- _The input_

__________

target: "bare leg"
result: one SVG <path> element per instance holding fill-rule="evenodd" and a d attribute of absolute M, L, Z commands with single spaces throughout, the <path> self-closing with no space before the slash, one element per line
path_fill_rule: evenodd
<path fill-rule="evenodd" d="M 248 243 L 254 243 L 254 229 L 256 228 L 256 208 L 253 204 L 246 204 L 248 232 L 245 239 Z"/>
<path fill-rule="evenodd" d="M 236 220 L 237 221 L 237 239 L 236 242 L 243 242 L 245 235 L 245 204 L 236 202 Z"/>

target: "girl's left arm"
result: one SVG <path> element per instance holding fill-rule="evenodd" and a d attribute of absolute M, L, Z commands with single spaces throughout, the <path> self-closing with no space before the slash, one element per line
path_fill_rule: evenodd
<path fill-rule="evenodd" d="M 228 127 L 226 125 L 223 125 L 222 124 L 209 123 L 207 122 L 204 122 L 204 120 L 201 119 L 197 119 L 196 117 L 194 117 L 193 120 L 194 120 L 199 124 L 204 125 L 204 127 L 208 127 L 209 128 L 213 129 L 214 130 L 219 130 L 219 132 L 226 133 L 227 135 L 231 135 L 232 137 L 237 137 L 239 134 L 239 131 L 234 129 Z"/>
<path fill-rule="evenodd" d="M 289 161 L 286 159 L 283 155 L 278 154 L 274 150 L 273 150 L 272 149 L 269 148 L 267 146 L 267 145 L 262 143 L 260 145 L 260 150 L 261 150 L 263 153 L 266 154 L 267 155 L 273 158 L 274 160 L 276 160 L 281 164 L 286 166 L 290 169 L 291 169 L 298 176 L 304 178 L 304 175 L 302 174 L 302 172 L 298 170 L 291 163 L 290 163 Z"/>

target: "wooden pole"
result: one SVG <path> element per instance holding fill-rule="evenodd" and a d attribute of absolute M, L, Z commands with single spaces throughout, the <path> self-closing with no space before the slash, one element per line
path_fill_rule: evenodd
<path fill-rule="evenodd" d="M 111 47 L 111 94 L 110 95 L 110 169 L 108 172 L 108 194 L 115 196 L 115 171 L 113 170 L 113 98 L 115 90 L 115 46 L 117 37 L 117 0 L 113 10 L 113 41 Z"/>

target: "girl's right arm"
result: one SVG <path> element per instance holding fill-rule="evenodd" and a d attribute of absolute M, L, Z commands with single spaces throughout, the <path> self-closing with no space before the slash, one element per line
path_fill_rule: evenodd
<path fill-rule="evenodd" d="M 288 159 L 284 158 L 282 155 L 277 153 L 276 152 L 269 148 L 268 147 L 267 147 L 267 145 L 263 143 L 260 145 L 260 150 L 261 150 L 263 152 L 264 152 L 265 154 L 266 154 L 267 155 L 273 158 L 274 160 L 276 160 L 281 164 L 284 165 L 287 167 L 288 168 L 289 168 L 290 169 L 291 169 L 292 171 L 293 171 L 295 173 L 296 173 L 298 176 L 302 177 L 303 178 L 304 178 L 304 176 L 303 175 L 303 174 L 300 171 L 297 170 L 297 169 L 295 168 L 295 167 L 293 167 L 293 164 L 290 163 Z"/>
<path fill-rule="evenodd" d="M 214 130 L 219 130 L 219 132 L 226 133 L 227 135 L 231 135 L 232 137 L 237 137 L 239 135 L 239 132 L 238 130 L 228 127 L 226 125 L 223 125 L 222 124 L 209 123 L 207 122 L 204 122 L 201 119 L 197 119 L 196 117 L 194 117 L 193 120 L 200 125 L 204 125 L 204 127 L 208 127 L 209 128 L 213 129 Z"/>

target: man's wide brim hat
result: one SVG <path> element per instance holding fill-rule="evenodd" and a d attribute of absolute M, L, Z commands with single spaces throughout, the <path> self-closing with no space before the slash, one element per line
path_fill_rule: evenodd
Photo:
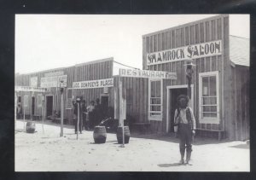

__________

- _Directive_
Reproduce each line of the listing above that contains the string "girl", and omit all other lines.

- _Result of the task_
target: "girl's left arm"
target: "girl's right arm"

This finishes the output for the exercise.